* Text section:
[Start of Attachment]
EIT Food’s mission is to catalyse the transformation of the food system for it to become more sustainable, healthy and trusted. With its objective to change how food is produced, consumed and valued by society, EIT Food is responding to a number of global challenges that put pressure on current practices and systems.
© EIT Food

Food is essential. It gives us life. It gives us health, energy, vitality; it helps us to survive, to grow and to adapt.

Food is everything. And so its future is precious. Because the thing that unites seven billion of us can just as easily divide us. Food inequality is at an all-time high, the population continues to grow as resources continue to decrease, and all in the age of fake news and misinformation.

EIT Food’s Mission

EIT Food’s mission is to catalyse the transformation of the food system for it to become more sustainable, healthy and trusted. With its objective to change how food is produced, consumed and valued by society, EIT Food is responding to a number of global challenges that put pressure on current practices and systems.

Food Production, Health and Sustainabilty

Firstly, food systems need to be capable of feeding a growing world population, which is projected to reach 9.8 billion in 2050, and 11.2 billion in 2100 (1) .
[End of Attachment]
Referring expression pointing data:
[Start of Attachment]
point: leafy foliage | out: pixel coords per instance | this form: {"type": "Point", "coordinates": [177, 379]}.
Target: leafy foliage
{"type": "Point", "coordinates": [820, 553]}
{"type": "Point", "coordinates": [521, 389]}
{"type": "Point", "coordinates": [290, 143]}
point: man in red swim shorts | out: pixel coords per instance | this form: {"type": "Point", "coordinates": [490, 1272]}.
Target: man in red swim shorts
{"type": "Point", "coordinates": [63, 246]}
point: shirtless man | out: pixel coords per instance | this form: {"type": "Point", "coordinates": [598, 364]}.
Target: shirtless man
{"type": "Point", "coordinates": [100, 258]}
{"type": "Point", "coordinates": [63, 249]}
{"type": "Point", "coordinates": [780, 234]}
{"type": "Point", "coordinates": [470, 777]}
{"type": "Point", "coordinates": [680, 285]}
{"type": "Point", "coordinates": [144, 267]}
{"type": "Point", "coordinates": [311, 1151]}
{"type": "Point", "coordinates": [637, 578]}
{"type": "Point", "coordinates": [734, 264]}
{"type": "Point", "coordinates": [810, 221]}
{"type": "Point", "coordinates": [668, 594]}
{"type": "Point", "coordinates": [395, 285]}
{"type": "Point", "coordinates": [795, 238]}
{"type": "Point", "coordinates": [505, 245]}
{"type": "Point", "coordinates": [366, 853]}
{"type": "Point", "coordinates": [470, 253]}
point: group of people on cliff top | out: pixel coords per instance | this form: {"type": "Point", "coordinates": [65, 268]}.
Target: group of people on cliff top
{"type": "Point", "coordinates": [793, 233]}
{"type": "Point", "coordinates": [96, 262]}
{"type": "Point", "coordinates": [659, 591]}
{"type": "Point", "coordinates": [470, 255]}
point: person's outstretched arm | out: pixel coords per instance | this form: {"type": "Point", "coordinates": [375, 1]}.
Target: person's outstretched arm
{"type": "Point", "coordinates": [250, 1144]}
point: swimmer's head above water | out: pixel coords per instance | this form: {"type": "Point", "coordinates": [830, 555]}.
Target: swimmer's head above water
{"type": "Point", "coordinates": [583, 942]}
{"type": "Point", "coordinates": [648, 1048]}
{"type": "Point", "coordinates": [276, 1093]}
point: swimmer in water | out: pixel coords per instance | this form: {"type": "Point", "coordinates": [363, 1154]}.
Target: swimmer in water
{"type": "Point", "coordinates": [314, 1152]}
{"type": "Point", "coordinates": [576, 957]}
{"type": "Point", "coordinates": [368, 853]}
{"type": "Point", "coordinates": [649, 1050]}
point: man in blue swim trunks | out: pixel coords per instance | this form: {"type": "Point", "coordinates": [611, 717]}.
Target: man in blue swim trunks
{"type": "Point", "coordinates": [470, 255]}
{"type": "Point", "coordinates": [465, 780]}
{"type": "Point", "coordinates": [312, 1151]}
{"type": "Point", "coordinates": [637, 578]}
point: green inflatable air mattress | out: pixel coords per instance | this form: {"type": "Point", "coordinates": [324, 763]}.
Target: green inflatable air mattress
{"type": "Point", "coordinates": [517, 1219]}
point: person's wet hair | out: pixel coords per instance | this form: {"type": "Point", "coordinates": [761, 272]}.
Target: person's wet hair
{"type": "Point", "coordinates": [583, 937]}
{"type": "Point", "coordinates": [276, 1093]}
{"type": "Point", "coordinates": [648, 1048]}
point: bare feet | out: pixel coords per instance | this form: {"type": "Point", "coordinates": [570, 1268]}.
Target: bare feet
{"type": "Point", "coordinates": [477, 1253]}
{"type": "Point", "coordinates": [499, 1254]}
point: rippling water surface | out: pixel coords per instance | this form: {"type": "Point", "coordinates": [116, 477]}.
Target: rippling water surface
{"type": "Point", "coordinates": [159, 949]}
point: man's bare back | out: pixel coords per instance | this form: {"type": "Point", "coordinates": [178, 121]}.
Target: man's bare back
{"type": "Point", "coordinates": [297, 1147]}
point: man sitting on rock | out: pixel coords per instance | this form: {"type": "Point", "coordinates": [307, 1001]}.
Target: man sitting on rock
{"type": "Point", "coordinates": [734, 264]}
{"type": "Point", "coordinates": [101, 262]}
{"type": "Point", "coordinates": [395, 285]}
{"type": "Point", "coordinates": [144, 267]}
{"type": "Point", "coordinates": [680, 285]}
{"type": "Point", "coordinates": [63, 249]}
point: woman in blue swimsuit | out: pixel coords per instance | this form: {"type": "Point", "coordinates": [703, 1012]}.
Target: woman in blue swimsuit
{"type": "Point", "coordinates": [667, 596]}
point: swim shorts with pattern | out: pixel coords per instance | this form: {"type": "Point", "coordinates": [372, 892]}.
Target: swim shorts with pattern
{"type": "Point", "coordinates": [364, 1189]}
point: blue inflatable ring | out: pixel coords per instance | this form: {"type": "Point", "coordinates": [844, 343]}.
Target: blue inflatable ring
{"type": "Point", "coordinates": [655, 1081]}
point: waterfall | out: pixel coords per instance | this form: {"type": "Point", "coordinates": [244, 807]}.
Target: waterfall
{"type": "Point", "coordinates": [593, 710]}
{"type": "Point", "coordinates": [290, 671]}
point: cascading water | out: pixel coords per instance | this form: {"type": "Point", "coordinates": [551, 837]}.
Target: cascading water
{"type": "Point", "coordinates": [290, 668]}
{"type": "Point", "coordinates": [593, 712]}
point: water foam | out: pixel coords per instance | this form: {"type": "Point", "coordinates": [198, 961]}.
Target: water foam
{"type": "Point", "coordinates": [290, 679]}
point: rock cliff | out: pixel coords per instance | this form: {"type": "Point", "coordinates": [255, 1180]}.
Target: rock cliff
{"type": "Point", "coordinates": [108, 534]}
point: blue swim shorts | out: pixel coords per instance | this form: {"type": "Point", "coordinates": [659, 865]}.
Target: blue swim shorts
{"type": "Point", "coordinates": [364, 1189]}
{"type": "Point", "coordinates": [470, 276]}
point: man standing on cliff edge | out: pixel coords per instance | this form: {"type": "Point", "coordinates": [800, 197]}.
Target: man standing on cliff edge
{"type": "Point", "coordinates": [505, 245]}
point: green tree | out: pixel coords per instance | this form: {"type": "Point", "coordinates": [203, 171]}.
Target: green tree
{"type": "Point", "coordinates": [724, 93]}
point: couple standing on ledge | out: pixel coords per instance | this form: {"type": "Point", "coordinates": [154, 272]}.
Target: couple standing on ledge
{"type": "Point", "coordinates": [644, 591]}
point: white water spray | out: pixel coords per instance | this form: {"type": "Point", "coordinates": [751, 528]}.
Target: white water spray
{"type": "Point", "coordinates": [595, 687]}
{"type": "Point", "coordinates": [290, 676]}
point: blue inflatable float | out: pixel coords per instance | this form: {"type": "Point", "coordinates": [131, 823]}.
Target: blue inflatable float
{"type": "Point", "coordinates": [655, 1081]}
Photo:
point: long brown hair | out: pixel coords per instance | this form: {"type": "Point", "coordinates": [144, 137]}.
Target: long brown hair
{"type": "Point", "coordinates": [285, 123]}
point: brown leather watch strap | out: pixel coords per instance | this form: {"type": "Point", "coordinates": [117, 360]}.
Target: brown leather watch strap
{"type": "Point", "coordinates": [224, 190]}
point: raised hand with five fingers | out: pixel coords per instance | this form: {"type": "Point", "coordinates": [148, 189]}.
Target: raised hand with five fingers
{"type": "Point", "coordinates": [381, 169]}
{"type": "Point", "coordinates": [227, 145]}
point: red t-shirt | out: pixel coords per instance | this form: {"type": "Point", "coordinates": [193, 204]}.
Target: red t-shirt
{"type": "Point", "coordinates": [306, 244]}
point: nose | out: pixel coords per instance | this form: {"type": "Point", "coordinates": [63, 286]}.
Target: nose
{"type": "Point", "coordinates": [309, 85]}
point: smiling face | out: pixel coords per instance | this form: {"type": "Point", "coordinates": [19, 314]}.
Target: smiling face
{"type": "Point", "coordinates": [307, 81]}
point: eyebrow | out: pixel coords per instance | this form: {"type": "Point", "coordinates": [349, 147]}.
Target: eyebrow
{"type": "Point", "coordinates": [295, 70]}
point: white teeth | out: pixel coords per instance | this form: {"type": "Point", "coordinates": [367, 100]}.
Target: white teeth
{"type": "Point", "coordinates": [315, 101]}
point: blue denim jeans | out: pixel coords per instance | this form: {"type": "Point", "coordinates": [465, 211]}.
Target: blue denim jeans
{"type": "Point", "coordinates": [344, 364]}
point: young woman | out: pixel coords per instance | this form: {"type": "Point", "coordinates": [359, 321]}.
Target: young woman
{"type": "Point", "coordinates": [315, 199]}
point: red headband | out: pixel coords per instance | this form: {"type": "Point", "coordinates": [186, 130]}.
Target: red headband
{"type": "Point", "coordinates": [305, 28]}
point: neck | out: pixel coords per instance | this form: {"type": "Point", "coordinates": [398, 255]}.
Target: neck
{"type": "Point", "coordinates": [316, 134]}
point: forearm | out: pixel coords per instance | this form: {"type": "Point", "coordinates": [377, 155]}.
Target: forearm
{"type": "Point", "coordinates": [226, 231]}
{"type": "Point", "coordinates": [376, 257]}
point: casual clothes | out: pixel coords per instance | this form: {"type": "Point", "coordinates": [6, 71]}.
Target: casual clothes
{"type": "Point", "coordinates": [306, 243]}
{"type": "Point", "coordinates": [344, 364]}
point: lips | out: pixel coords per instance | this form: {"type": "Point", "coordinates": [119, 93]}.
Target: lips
[End of Attachment]
* Using the information:
- A) According to the EIT Food text, what is the world population projected to reach in 2050?
- B) Continue the EIT Food text from where it stops.

* Outputs for the tasks:
- A) 9.8 billion.

- B)
Secondly, with more than 2 billion people overweight or obese, and 800 million undernourished (2), and an expectation that half of the global population will be overweight by 2030 (3), there is an urgent need to create healthier diets that address global nutritional needs (4), while respecting local and regional food practices.

Thirdly, the rise of food-related non-communicable diseases (NCDs)—such as type-2 diabetes almost doubling over the past 30 years (5) –puts pressures on health systems around the globe. We will explore NCDs in Week 2.

Fourthly, food production is the largest cause of global environmental change: Agriculture occupies approximately 40% of global land (6) ; food production is responsible for up to 30% of global GHG emissions (7) and 70% of freshwater withdrawals are connected to the food industry (8).

In addition, food system industrial activities require approx. 26% of EU’s energy consumption (9), and the expected 76% rise in the global appetite for meat and animal products by 2050 could increase greenhouse gases by 80%.

Moreover, approximately one third of all food is lost or wasted (10).

Food Production Safety

Finally, highly publicised food contamination and authenticity scares have led to consumer concerns over the complexity of the global food system, undermining confidence in the transparency, safety and integrity of the food value chain.

Against this backdrop, we are driven by the understanding that the food system challenges can only be tackled if competence networks and knowledge across all sectors of the food system are fully leveraged.

Medical professionals have a crucial role to play in solving these challenges and so we have designed the Nutrition for Health and Sustainability course to support you. Not only to understand the role of nutrition as biochemistry and physiology and as a source of non-communicable diseases, but also in the wider context of food in social and cultural contexts.

The aim is to give you some tools to be more effective, as medical practitioners and as future leaders to help build a healthier society on a healthier planet.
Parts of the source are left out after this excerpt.